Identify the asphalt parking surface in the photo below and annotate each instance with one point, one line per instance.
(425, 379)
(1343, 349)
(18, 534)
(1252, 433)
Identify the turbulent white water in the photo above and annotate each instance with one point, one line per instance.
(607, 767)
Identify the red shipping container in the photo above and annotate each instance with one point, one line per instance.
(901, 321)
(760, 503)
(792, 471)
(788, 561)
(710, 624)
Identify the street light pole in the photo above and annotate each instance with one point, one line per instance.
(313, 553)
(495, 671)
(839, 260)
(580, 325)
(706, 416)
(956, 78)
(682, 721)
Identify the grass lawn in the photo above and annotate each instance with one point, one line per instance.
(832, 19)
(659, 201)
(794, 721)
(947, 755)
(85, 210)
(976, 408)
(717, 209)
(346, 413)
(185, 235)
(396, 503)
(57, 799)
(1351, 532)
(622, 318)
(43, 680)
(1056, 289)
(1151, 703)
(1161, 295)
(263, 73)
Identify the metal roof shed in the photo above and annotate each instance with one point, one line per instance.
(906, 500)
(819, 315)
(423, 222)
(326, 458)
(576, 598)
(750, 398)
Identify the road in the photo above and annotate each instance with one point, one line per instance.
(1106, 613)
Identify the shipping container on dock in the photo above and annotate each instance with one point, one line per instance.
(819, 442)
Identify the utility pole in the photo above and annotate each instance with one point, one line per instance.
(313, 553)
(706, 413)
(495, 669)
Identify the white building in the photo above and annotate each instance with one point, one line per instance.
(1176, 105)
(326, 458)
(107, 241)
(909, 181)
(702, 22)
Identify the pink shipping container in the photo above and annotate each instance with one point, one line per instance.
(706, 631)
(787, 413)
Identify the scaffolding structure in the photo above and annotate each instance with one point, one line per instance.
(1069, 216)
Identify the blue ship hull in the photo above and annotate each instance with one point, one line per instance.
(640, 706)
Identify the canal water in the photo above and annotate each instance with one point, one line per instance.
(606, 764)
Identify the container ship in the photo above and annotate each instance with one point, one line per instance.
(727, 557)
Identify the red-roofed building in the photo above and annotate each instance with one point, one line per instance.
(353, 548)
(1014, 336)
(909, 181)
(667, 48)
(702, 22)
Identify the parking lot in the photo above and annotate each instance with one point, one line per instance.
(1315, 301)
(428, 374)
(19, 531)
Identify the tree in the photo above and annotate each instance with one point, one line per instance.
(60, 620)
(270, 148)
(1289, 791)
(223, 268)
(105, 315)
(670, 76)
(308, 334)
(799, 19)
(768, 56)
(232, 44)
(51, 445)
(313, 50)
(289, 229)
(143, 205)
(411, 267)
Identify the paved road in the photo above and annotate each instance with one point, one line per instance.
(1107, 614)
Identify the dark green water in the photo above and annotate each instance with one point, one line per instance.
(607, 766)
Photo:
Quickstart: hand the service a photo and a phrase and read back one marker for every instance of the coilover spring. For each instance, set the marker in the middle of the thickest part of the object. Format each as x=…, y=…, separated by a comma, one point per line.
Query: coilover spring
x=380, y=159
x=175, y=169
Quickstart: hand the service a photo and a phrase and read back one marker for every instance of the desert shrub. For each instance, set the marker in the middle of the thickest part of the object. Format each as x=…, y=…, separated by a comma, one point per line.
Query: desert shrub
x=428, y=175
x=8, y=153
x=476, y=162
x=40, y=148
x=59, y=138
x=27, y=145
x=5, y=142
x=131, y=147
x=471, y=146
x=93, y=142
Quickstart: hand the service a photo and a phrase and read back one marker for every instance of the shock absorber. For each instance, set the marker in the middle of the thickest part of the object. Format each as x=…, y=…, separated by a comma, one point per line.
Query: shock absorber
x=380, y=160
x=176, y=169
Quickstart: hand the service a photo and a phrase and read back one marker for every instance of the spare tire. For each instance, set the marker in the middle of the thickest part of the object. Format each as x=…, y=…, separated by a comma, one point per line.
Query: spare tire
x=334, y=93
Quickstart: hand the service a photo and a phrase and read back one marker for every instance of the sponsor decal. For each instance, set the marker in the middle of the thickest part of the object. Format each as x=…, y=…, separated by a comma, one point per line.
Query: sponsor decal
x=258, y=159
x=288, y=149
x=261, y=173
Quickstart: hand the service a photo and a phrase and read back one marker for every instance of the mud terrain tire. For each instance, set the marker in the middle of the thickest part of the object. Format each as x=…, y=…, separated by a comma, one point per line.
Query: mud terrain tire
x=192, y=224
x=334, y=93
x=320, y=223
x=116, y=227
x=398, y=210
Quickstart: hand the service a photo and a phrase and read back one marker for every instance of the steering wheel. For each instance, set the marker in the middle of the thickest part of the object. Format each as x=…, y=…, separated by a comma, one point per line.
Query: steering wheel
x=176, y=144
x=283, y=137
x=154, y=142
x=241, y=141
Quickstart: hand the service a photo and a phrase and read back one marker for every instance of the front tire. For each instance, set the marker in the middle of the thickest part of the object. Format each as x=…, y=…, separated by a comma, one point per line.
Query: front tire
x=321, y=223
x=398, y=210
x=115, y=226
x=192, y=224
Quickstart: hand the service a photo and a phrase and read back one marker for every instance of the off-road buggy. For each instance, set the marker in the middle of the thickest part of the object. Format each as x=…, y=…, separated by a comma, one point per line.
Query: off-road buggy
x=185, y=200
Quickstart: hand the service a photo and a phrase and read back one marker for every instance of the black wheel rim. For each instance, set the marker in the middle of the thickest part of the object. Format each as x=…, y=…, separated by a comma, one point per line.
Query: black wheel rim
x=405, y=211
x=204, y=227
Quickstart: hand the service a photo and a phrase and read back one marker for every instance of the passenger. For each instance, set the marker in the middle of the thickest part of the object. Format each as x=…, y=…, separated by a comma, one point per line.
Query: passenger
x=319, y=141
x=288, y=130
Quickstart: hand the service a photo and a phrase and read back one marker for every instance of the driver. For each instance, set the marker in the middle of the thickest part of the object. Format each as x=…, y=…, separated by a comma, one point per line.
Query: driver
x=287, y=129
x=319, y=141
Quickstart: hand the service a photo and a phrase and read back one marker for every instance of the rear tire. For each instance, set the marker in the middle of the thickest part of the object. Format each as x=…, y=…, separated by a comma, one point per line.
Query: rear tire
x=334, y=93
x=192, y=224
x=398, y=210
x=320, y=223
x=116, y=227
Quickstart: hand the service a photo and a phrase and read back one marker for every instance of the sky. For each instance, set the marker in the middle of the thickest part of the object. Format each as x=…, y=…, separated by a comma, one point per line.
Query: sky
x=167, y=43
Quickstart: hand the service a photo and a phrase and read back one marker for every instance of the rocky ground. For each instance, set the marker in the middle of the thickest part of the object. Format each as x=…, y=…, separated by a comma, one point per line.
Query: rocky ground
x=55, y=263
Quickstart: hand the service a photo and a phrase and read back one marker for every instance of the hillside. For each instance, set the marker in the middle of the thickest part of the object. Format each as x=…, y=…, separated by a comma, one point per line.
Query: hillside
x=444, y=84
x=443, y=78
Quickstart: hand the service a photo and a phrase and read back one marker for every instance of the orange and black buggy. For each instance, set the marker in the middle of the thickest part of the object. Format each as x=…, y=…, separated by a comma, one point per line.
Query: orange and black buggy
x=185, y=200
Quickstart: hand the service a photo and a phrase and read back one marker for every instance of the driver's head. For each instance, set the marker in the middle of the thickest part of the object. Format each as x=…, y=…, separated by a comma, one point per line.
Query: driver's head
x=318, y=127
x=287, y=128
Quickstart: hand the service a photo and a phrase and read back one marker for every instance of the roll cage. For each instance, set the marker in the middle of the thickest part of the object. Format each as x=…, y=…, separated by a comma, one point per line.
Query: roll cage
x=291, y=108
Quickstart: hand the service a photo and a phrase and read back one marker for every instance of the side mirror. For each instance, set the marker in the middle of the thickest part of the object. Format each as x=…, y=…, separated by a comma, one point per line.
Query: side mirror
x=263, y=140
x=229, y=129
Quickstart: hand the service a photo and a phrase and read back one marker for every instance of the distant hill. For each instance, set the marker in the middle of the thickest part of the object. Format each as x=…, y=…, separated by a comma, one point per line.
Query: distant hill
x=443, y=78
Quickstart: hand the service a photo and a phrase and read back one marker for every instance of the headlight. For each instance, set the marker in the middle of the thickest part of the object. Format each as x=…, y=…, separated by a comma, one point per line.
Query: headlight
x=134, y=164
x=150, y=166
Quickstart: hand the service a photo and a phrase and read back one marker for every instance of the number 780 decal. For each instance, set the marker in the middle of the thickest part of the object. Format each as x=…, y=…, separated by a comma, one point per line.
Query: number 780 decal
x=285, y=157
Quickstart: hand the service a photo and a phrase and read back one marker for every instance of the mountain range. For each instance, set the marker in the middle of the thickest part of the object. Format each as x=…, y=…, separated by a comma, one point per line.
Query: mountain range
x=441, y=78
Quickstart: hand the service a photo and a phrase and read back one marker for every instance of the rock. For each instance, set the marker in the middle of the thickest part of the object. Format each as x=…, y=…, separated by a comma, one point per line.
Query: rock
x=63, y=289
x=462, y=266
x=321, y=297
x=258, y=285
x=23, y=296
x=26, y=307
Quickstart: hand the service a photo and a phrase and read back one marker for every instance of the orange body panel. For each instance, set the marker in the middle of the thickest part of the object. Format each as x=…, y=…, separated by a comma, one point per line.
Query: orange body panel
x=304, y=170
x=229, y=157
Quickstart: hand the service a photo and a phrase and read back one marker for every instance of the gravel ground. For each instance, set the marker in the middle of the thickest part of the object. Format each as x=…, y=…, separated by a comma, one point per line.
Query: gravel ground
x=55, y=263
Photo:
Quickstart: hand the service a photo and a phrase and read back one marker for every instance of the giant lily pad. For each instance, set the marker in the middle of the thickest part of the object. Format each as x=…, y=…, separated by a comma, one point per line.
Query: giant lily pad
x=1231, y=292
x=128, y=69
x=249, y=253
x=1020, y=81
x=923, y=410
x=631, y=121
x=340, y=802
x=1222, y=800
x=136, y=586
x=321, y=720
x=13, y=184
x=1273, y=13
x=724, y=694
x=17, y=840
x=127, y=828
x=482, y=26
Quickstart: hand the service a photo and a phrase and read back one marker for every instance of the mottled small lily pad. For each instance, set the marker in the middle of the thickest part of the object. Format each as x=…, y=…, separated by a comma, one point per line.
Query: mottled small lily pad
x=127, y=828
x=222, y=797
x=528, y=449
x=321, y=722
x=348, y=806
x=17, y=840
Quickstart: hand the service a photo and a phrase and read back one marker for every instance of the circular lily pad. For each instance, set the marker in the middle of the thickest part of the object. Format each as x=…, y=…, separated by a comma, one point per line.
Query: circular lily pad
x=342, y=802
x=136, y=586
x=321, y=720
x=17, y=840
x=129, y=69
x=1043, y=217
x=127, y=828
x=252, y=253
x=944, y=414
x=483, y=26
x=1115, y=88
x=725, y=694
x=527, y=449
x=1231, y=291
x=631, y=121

What you need to do :: Print, from the entries above, the line with "of the rocky", the line with "of the hillside." and all lines between them, exactly and with nothing else.

Solved exercise ::
Quickstart: hand the service a photo and a phrase and read back one marker for every instance of the rocky ground. For each instance, set the marker in the middle of the thickest part of the object. Format each as x=…, y=…, separated by a comma, one point per line.
Query: rocky ground
x=55, y=263
Quickstart: hand the service a photo and a phrase and read back one marker for every instance of the hillside. For each instance, set the marker in the middle of the thickest part of the object. Format each as x=…, y=…, separated by a comma, one point per line.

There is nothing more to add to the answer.